(Document segment)
● ● ● ● ●

Bridgeport residents object to WPCA foreclosures
Members of the Bridgeport City Council say they're working with state lawmakers on new measures that could change the way the Water Pollution Control Authority collects debts.
Residents of Bridgeport tell News 12 that the WPCA has a history of foreclosing on homes to collect unpaid utility bills.
Queenie Vinson, now deceased, was the owner of a Bridgeport home purchased in 1943. Her family says that after living there for more than 70 years, she was forced out by the WPCA due to unpaid utility bills.
Vinson's nephew Claude Young says he's angry that the WPCA has foreclosed on more than 1,200 homes in Bridgeport over the past 10 years for unpaid utility bills.
"It breaks my heart to have people much older than me that have lived in homes as well forever, and now they're losing their homes for a thousand dollars on a water bill," says Jeanette Herron of the Bridgeport City Council.
The WPCA says the decision to foreclose on homes with unpaid utility bills is both legal and necessary and has allowed the company to collect millions of dollars in unpaid bills.
Young says that "when it comes down to it, you can be doing something legally but ethically and morally corrupt."
There was also a forum Saturday held by the Bridgeport City Council's Black and Hispanic Caucus, to discuss ways to stop the foreclosures, which they say have unfairly targeted minority homeowners.

● ● ● ● ●

(Input data)
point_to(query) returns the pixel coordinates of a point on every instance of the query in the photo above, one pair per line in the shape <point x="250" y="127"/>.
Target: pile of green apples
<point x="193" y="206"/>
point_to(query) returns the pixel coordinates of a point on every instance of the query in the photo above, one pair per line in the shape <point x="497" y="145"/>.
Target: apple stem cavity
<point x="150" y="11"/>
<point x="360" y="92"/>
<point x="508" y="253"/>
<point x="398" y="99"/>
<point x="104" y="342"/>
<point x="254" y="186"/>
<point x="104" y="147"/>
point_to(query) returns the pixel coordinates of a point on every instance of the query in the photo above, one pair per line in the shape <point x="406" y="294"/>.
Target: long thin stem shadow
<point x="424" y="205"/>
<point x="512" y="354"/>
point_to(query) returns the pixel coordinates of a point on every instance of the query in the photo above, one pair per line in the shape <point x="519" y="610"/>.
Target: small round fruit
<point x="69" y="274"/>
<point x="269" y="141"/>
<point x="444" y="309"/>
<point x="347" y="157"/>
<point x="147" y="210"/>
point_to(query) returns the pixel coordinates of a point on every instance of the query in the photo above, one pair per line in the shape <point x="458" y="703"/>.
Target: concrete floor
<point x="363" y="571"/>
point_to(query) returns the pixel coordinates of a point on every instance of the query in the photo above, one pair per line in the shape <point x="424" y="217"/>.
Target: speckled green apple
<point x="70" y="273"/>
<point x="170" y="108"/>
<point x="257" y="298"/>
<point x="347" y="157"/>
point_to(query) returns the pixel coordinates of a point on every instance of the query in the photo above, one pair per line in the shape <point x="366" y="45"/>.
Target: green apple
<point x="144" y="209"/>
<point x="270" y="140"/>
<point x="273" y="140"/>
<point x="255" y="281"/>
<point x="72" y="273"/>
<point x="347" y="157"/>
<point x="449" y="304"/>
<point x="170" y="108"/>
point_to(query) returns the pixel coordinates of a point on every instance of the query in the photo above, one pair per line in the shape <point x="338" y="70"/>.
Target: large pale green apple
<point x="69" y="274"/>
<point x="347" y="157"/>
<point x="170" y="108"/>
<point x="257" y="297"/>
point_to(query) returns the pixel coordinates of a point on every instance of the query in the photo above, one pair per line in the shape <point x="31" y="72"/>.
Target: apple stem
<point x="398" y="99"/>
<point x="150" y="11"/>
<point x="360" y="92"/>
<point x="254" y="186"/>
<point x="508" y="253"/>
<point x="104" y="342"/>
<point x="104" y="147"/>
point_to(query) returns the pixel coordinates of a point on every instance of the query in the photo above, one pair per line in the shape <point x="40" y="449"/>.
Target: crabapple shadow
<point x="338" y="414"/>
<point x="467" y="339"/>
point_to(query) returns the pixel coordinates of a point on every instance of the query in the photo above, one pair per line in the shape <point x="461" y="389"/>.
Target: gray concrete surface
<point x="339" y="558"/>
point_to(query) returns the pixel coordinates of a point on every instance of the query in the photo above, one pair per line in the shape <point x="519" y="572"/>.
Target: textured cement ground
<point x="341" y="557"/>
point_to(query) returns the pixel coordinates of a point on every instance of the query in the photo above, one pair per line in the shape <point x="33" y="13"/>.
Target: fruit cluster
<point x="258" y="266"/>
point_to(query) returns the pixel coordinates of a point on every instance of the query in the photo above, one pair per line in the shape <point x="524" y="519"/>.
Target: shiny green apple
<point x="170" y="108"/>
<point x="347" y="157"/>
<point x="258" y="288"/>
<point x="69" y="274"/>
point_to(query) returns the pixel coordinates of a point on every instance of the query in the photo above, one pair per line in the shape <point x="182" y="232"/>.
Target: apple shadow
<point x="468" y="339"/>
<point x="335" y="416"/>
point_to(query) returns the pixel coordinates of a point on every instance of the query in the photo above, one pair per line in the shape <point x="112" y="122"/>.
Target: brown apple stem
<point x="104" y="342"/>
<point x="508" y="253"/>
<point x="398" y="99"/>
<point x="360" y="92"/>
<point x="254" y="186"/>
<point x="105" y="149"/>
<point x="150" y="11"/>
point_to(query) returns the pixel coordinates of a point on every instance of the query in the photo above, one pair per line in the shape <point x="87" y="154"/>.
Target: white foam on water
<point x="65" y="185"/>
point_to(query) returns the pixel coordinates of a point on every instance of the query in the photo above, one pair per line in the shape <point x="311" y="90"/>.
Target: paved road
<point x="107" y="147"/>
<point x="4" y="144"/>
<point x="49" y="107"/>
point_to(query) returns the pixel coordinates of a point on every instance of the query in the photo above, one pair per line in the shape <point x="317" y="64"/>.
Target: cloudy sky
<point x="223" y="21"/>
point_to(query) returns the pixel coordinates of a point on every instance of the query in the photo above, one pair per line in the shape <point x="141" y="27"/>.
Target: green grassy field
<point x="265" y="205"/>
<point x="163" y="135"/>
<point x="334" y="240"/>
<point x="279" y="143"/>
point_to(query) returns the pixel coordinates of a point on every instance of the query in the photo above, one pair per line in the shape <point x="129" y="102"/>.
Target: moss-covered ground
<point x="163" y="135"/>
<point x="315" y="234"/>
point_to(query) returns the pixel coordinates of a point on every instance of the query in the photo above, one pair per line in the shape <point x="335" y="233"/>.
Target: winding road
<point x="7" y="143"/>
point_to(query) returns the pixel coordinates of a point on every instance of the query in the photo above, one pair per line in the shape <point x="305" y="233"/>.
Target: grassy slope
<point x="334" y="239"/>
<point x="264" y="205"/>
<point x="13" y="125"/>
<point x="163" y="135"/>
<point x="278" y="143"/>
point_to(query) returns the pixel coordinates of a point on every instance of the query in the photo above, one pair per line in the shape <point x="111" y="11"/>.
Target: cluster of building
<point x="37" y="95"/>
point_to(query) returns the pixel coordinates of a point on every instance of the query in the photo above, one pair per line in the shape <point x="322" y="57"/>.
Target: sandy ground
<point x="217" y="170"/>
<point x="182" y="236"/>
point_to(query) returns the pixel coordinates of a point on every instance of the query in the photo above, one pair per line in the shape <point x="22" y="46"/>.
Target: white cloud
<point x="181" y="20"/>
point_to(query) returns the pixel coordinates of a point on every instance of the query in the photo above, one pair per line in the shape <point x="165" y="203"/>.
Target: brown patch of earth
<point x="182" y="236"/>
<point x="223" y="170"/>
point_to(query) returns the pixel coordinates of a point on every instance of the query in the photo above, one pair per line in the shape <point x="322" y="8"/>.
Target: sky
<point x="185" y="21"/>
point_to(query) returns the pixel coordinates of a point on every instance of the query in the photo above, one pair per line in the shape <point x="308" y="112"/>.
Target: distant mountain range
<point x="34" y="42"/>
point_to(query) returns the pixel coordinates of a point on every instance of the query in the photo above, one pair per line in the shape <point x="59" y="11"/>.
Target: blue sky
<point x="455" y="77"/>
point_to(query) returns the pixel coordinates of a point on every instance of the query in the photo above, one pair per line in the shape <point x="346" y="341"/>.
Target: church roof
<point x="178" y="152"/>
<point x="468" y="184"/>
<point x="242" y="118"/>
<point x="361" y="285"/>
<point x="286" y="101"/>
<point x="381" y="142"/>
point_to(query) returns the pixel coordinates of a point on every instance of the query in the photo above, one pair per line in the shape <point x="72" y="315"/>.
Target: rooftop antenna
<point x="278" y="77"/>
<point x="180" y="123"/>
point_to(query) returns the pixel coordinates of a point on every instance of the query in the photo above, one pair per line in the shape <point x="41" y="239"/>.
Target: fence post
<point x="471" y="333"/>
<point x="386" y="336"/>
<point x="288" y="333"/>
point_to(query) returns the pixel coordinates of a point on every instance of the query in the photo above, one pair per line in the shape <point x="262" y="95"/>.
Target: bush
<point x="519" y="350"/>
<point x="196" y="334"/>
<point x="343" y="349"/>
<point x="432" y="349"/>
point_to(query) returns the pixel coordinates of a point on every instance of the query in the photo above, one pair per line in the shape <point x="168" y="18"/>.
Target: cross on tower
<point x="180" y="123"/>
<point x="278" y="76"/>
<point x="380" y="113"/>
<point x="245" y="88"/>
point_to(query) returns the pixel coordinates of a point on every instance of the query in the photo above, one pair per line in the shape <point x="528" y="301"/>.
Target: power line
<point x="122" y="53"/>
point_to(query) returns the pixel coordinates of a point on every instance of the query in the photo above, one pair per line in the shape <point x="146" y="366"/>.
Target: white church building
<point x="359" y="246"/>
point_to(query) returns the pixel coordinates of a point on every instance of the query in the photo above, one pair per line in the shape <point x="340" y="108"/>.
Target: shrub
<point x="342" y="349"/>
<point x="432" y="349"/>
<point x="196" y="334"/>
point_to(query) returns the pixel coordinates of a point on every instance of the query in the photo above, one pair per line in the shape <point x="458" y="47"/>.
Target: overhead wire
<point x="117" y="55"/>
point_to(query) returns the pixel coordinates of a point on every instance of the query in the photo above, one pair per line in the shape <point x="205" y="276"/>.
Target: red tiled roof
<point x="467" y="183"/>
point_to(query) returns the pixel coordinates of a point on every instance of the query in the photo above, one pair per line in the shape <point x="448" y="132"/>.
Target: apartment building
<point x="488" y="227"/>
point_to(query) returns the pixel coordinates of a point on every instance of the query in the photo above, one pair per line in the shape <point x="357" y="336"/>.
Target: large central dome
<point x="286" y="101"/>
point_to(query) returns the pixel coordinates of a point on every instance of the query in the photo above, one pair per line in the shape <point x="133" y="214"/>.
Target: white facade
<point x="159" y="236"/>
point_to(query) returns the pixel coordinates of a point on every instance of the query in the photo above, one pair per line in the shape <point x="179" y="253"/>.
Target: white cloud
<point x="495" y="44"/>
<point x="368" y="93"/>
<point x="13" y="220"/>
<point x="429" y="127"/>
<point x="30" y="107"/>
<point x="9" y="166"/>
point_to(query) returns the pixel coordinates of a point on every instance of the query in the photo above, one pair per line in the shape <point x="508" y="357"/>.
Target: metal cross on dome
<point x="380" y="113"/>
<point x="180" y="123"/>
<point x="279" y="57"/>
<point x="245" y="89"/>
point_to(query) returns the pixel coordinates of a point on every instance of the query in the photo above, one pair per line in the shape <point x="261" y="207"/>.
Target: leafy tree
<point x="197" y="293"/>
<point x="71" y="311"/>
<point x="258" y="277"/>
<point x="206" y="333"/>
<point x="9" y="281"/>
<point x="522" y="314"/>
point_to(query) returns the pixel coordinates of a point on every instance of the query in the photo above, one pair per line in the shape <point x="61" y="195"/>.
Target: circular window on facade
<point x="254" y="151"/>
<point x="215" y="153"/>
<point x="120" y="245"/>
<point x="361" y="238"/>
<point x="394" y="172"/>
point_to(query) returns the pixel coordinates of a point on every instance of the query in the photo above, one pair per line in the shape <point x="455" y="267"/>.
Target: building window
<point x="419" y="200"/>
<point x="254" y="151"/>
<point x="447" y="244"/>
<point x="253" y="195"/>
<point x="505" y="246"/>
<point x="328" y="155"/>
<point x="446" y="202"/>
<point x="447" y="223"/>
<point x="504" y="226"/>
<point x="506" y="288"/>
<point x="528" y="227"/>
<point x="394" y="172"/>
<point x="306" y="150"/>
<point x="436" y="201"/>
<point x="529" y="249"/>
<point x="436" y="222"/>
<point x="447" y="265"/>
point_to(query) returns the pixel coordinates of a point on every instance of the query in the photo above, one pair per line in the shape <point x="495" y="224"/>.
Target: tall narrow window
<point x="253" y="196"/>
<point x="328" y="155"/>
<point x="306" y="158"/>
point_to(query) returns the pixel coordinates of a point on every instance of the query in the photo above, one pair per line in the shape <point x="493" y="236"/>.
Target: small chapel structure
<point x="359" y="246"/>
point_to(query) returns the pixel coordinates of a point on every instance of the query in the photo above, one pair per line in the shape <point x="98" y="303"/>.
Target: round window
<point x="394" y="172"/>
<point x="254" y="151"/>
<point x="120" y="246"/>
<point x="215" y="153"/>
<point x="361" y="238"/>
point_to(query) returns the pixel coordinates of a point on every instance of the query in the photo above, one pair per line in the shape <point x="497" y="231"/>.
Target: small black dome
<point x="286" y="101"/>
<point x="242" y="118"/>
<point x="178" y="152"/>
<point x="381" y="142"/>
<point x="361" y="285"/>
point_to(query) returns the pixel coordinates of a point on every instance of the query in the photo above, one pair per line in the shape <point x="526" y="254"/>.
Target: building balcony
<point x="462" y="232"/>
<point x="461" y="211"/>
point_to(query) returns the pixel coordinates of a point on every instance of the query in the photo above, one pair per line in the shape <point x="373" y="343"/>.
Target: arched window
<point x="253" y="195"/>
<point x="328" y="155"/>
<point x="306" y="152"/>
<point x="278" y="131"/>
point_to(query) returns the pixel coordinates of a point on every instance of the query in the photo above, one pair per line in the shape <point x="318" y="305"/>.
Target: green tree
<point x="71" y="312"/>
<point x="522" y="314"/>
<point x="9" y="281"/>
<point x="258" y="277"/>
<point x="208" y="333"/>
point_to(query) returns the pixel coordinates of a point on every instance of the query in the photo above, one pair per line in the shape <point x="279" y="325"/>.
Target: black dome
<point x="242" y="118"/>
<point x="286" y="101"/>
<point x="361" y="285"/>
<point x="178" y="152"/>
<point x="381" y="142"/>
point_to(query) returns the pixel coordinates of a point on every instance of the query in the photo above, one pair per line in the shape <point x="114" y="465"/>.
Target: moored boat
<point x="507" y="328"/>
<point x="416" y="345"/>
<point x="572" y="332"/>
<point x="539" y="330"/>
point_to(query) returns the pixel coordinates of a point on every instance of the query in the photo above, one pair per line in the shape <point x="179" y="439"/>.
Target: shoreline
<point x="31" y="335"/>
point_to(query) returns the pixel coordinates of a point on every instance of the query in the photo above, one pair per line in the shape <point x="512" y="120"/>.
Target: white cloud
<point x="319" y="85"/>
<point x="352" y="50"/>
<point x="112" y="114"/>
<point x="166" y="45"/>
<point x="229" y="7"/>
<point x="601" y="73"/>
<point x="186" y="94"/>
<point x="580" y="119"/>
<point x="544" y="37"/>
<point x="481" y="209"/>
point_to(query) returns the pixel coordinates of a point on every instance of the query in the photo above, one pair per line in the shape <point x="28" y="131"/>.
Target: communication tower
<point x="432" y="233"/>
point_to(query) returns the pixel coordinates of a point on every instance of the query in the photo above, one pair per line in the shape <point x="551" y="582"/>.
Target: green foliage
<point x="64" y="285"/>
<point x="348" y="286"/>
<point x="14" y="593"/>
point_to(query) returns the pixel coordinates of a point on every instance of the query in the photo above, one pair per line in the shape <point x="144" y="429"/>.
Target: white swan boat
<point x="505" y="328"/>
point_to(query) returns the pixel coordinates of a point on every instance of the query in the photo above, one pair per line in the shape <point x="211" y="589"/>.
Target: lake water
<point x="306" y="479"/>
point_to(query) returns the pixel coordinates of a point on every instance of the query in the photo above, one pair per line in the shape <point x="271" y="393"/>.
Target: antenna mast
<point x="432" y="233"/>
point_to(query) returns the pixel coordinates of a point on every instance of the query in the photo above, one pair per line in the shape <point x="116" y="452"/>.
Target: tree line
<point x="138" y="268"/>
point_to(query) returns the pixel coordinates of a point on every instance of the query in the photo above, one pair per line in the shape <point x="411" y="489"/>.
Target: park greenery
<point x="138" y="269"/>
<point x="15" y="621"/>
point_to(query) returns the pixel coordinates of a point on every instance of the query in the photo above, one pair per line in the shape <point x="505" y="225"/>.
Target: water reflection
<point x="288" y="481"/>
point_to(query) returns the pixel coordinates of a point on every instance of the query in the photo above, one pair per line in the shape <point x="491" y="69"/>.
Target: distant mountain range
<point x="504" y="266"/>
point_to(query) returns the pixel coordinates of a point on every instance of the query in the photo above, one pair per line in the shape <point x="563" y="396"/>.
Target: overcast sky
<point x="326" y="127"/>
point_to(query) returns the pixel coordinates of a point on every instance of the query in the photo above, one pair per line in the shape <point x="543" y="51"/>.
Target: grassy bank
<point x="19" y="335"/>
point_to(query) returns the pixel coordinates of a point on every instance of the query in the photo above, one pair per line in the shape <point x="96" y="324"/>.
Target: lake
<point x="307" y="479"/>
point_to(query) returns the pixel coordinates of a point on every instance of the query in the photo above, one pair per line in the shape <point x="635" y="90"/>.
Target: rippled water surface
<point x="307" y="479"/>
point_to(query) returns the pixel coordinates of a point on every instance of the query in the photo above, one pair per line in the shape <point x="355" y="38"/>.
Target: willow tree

● ● ● ● ●

(Tasks to complete)
1: Reproduce the Bridgeport foreclosure article verbatim from "Queenie Vinson, now" to "to unpaid utility bills.".
2: List every person named in the Bridgeport foreclosure article.

(Results)
1:
Queenie Vinson, now deceased, was the owner of a Bridgeport home purchased in 1943. Her family says that after living there for more than 70 years, she was forced out by the WPCA due to unpaid utility bills.

2:
Queenie Vinson
Claude Young
Jeanette Herron